## BEGIN Records for this task

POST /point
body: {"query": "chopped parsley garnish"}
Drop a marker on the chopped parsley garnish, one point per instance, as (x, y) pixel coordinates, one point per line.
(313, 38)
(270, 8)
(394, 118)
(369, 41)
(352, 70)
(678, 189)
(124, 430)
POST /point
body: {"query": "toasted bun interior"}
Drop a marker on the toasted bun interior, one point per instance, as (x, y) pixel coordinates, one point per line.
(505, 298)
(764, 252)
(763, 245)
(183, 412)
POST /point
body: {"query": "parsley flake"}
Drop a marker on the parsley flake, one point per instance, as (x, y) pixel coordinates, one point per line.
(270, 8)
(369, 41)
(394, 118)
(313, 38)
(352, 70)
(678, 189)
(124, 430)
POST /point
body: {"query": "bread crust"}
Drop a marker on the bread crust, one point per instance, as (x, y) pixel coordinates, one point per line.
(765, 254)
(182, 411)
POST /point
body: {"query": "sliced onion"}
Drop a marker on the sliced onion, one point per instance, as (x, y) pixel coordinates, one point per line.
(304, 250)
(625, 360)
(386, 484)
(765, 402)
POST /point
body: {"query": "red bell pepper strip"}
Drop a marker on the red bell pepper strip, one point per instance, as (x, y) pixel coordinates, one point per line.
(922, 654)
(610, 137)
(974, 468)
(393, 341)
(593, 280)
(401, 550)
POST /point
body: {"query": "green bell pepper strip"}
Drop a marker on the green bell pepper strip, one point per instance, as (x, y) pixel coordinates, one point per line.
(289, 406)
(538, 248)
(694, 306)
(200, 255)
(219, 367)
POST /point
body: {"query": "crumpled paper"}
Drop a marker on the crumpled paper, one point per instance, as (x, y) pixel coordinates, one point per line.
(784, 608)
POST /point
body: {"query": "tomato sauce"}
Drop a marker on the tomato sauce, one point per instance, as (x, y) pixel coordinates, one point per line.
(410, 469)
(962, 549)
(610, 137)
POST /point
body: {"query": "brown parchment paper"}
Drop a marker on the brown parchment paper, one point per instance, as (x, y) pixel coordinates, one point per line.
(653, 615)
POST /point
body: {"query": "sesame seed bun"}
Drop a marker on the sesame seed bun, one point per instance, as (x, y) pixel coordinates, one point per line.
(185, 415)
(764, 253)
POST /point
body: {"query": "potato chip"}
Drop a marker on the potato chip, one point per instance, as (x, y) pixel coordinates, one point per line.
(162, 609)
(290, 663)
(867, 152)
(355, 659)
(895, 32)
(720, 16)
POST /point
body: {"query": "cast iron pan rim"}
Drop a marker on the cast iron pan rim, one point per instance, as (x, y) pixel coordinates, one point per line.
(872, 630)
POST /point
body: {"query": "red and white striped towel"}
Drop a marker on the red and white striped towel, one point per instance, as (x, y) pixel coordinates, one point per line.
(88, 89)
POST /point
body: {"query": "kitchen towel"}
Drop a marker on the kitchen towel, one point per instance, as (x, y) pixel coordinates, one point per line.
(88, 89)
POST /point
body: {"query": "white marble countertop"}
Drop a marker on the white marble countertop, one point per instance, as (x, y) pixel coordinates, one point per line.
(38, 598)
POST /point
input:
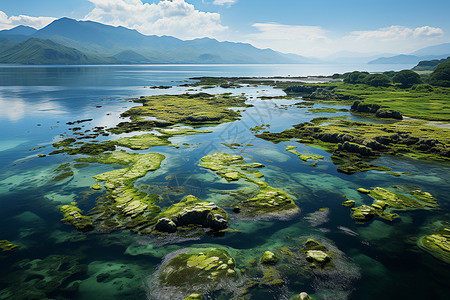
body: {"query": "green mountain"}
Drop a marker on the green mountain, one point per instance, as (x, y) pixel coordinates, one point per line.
(109, 41)
(429, 65)
(38, 51)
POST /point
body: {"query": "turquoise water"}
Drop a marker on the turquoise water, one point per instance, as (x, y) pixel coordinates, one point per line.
(377, 260)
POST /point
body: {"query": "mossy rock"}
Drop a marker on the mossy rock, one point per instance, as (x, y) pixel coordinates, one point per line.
(302, 296)
(192, 211)
(363, 191)
(97, 187)
(363, 213)
(268, 258)
(73, 216)
(197, 271)
(7, 246)
(194, 297)
(437, 244)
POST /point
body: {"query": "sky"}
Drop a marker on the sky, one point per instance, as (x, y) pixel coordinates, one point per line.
(318, 28)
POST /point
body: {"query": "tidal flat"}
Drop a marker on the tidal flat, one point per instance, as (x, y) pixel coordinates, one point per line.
(232, 188)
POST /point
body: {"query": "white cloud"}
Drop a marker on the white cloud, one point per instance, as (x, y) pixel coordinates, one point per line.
(224, 2)
(175, 18)
(13, 21)
(305, 40)
(317, 42)
(427, 31)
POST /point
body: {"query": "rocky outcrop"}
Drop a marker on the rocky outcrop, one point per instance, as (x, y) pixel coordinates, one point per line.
(192, 211)
(376, 109)
(356, 148)
(391, 114)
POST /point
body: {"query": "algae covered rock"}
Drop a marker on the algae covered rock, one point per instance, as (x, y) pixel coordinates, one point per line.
(192, 211)
(268, 258)
(349, 203)
(73, 216)
(317, 254)
(193, 271)
(194, 297)
(437, 244)
(269, 201)
(7, 246)
(52, 277)
(363, 213)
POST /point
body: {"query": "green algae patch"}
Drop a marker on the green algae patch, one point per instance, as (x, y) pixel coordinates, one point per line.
(354, 144)
(327, 110)
(192, 211)
(317, 255)
(142, 142)
(97, 187)
(268, 258)
(62, 172)
(73, 216)
(124, 206)
(305, 156)
(386, 201)
(191, 109)
(194, 297)
(437, 244)
(7, 246)
(196, 271)
(267, 201)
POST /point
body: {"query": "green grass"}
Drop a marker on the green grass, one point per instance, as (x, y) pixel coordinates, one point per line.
(433, 105)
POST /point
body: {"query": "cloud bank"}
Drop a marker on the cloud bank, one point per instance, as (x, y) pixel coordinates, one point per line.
(316, 41)
(13, 21)
(175, 18)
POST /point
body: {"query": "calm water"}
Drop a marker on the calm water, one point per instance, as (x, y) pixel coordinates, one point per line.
(381, 259)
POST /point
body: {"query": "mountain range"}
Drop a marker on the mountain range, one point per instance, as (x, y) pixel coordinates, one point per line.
(428, 53)
(68, 41)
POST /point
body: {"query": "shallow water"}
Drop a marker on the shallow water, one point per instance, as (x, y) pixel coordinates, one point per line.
(37, 102)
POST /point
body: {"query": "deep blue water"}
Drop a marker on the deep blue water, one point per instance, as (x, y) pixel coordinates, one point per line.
(37, 102)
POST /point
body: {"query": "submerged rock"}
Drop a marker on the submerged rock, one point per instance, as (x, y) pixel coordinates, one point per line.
(73, 216)
(7, 246)
(437, 244)
(193, 271)
(268, 258)
(192, 211)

## END Records for this task

To do>
How many lines in the listing contain the word "crust"? Reply with the number alone.

Finished task>
2